» Task statement:
Reproduce each of the entries below verbatim, line for line, without altering any wording or coordinates.
++++++++++
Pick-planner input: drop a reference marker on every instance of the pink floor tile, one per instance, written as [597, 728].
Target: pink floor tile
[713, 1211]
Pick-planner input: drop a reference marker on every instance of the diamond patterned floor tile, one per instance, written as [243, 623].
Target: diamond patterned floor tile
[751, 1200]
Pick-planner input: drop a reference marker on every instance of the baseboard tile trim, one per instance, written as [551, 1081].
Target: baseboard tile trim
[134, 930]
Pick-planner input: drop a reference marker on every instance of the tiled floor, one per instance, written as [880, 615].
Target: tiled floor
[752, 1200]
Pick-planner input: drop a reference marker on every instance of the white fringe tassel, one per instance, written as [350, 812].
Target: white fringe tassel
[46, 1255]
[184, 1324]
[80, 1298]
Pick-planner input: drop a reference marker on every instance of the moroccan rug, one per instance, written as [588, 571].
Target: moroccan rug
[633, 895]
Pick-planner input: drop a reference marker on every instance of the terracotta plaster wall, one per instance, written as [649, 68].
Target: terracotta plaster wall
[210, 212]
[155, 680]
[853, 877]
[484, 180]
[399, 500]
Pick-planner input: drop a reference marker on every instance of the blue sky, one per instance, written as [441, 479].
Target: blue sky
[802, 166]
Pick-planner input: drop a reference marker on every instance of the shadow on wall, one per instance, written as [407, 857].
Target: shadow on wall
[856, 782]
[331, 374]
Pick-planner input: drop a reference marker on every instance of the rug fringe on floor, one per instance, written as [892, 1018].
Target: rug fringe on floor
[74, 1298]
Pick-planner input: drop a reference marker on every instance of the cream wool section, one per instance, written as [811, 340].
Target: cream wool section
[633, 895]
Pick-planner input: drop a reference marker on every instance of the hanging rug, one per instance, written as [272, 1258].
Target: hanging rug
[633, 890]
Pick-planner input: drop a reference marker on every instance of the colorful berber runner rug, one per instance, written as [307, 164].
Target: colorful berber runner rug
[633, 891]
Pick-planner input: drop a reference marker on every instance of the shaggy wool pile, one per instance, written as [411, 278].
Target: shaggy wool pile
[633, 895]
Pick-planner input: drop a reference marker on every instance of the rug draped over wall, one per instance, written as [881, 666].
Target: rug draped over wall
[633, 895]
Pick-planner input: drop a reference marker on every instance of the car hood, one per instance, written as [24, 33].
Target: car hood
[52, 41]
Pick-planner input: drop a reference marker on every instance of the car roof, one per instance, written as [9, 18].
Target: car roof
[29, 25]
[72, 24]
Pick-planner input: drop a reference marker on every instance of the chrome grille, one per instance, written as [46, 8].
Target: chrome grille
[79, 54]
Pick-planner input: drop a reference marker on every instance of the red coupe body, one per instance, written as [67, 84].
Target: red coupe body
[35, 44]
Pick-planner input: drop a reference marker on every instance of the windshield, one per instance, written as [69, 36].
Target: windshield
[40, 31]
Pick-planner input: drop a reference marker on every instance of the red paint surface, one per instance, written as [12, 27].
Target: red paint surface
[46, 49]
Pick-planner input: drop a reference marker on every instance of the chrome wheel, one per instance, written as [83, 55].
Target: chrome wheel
++++++++++
» Reply to the task:
Pick-planner input: drop a reference marker on every instance of the pink floor tile, one per instance, written as [597, 728].
Target: pink floor tile
[713, 1211]
Pick-planner input: drop a reference marker on every instance of the diamond patterned floor tile, one per instance, written as [243, 623].
Target: diamond patterned floor tile
[751, 1200]
Pick-planner input: drop a reference marker on every instance of the baseboard tile trim, one per instance, written as [551, 1081].
Target: baseboard tile trim
[134, 930]
Pick-planner input: drop a reference marker on every instance of the tiled floor, one per instance, written as [880, 615].
Target: tiled floor
[752, 1200]
Pick-planner input: drop a reference marker on every instance of the white fringe tassel, one per instance, written as [350, 812].
Target: white fringe tassel
[46, 1255]
[184, 1324]
[80, 1298]
Pick-planner input: drop a reference marker on every instance of the moroccan rug, one per instance, written as [588, 571].
Target: moroccan rug
[633, 895]
Pick-planner input: drop a reference marker on every instance of the terracotta plaster wall, one per instance, written as [649, 68].
Target: terracotta plaster wall
[210, 212]
[155, 680]
[853, 877]
[484, 180]
[399, 500]
Pick-planner input: drop a reference marker on every instance of the blue sky, one per instance, written as [441, 479].
Target: blue sky
[802, 166]
Pick-planner input: drop a reference marker on every instance of the shadow on wall, one per instance, written as [407, 857].
Target: shadow on wall
[856, 782]
[331, 374]
Pick-planner input: drop a reference marker on every instance of the rug fringe on floor, one per instance, written as [892, 1018].
Target: rug fringe on floor
[74, 1298]
Pick-planner input: drop a reference marker on every instance of the cream wool section, one per instance, written as [811, 340].
Target: cream wool section
[633, 895]
Pick-planner input: drop a reference marker on every instance of the hanging rug, one per instance, written as [272, 1258].
Target: hanging rug
[633, 890]
Pick-planner input: drop a reference marker on every instance of the colorful berber runner rug, one per instance, written as [307, 164].
Target: colorful berber runner rug
[633, 891]
Pick-planner input: drop a reference marker on every instance of the shaggy wool pile, one per instance, written as [411, 278].
Target: shaggy wool pile
[633, 895]
Pick-planner input: drop a reference marker on every instance of the rug draped over wall, one per instance, written as [881, 666].
Target: rug draped over wall
[633, 895]
Pick-planner input: drop a reference marker on every instance of the car hood, one per instance, written as [24, 33].
Target: car hood
[52, 41]
Pick-planner input: drop a reference marker on every instance of the car roof, one per instance, written as [9, 18].
Target: car roof
[29, 25]
[72, 24]
Pick-planner input: drop a reference marker on every instance of the chrome grille, one per instance, written as [46, 8].
Target: chrome grille
[79, 54]
Pick-planner input: drop a reference marker on every instance of the red coupe body, one per instance, written as [67, 84].
Target: red coupe body
[35, 44]
Pick-planner input: drop a reference marker on every instance of the windshield, one per instance, written as [69, 36].
Target: windshield
[40, 31]
Pick-planner input: drop a reference marker on every instance of the red paint surface, one per instance, written as [12, 27].
Target: red paint surface
[46, 49]
Pick-planner input: drop a reference marker on every instance of the chrome wheel, one per instance, written as [83, 55].
Target: chrome wheel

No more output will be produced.